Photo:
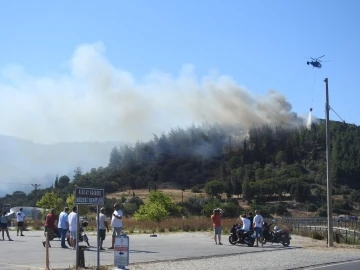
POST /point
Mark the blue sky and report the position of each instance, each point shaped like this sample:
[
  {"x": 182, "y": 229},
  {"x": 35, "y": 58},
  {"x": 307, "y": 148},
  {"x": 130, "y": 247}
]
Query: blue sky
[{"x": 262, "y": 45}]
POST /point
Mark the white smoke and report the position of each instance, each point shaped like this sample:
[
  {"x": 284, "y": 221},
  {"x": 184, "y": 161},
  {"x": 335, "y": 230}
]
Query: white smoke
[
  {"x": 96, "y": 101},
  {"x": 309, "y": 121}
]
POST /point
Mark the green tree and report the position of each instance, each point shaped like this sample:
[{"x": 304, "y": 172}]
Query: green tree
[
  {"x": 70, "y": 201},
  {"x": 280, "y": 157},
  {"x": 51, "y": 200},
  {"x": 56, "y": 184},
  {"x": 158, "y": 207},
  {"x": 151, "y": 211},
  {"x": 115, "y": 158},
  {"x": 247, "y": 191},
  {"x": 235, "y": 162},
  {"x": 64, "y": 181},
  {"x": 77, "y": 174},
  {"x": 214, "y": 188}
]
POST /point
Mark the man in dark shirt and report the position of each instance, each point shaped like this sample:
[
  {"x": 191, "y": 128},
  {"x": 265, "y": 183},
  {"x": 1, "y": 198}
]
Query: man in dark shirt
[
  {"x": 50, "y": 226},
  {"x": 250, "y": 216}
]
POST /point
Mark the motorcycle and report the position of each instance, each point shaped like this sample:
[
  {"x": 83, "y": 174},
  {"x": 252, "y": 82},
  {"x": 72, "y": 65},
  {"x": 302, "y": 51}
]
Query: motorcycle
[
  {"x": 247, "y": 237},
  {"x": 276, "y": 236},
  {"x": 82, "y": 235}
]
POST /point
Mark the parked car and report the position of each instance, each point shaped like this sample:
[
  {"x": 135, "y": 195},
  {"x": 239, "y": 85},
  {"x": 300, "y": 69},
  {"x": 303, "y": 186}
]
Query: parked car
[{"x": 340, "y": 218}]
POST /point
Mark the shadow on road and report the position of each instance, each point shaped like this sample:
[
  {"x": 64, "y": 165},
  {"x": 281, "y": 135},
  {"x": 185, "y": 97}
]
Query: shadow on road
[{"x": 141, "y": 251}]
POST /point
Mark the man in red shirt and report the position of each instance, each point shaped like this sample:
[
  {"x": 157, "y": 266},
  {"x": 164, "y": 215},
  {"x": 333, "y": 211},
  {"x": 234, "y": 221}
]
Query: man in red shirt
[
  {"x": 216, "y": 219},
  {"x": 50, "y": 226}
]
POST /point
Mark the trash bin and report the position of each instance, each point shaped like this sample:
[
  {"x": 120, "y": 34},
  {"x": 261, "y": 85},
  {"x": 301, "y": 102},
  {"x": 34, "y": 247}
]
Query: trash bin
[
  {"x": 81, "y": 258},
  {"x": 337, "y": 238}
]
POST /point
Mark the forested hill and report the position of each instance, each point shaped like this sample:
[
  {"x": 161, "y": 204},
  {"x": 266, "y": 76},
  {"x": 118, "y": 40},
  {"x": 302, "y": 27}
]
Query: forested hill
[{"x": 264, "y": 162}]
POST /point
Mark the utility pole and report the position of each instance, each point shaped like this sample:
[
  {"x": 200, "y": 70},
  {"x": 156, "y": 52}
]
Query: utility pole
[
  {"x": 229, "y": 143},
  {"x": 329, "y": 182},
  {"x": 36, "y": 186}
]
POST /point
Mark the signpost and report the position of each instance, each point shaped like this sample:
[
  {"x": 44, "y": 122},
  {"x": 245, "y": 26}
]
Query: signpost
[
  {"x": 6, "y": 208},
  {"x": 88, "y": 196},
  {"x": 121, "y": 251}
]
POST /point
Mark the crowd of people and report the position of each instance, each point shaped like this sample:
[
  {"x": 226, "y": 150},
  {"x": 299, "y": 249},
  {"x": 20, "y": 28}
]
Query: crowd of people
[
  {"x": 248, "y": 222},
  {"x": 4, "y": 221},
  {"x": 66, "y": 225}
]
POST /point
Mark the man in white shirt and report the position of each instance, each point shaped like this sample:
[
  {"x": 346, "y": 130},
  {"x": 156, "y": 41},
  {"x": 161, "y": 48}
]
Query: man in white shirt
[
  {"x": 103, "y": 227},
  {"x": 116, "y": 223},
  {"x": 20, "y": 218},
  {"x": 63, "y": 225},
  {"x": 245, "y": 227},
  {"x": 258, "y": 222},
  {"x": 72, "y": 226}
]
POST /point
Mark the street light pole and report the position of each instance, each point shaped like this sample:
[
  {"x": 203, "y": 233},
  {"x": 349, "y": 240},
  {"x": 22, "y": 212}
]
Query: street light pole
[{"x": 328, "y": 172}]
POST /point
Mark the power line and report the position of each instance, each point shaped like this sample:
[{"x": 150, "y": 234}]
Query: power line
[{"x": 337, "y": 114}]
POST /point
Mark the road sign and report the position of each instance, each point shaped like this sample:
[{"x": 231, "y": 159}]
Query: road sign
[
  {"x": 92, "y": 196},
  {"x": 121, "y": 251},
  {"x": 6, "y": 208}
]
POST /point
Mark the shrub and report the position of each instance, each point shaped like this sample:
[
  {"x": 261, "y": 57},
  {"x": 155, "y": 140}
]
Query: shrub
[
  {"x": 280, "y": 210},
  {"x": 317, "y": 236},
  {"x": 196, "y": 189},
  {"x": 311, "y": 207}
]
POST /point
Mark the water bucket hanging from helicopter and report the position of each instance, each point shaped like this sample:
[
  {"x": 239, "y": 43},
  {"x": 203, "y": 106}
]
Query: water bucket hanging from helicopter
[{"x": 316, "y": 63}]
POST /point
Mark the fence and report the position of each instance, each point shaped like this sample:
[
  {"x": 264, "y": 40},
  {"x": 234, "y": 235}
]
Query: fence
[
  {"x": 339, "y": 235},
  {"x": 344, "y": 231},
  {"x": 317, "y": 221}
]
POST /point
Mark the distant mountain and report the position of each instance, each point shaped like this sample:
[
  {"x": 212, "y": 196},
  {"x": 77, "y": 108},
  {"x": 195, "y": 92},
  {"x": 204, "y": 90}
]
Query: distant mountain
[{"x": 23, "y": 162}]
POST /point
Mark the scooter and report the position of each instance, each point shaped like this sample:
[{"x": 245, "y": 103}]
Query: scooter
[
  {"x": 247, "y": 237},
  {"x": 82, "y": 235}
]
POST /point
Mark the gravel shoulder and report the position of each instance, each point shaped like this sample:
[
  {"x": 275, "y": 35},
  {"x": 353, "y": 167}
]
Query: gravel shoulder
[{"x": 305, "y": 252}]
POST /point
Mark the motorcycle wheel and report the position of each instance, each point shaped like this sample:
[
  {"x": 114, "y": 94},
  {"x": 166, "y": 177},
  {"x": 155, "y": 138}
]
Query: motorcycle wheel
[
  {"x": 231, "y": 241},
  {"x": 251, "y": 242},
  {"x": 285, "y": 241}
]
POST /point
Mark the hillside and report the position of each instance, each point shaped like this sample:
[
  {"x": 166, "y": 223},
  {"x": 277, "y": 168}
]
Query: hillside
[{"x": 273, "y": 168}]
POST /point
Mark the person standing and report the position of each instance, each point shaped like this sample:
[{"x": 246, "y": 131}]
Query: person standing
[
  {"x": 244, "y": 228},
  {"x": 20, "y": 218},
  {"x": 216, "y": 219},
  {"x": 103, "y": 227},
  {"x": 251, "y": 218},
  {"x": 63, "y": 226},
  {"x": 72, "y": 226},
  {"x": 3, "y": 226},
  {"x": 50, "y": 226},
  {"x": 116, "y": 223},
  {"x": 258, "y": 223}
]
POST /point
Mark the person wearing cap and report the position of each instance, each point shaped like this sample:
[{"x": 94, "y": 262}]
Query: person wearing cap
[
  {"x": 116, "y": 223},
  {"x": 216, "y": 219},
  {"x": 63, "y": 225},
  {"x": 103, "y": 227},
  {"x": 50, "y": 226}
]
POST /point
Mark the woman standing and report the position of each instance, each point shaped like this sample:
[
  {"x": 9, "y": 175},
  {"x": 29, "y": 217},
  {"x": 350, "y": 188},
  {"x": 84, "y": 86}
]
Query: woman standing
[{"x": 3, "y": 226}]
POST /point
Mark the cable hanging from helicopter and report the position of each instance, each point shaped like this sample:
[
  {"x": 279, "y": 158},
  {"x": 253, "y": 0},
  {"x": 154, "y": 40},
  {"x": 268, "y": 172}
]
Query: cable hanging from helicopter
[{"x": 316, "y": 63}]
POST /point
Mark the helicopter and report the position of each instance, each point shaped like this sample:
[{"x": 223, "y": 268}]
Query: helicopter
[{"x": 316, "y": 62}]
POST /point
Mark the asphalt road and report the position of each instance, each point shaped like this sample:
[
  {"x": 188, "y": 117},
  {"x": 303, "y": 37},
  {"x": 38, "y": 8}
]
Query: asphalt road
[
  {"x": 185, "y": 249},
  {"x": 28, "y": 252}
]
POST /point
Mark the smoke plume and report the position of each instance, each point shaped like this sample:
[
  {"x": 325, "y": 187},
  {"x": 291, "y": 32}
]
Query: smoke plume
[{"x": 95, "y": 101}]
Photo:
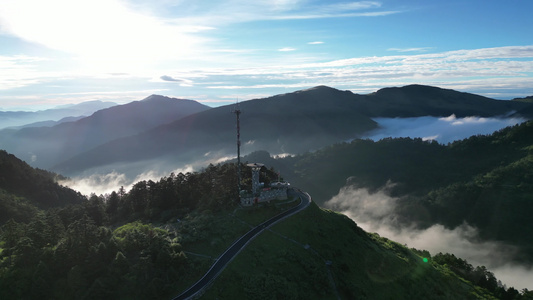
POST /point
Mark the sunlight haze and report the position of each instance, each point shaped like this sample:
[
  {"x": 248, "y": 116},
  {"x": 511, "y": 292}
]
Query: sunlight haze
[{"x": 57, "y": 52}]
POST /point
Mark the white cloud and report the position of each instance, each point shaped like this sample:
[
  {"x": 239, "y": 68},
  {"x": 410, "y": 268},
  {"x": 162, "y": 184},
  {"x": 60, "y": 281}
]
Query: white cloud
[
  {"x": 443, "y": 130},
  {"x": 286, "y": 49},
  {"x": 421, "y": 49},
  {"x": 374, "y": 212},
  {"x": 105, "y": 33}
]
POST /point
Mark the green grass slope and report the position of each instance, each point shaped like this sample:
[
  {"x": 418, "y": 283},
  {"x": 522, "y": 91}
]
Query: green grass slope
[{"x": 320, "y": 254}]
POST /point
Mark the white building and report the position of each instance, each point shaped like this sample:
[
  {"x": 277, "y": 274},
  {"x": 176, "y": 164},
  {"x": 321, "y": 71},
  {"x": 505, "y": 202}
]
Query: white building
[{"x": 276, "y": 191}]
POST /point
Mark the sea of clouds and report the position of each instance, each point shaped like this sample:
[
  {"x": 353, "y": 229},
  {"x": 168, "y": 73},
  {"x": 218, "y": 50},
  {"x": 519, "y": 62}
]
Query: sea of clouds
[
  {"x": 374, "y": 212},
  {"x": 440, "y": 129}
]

····················

Count the lines of the listing above that contain the word "smoke". Give only the number.

4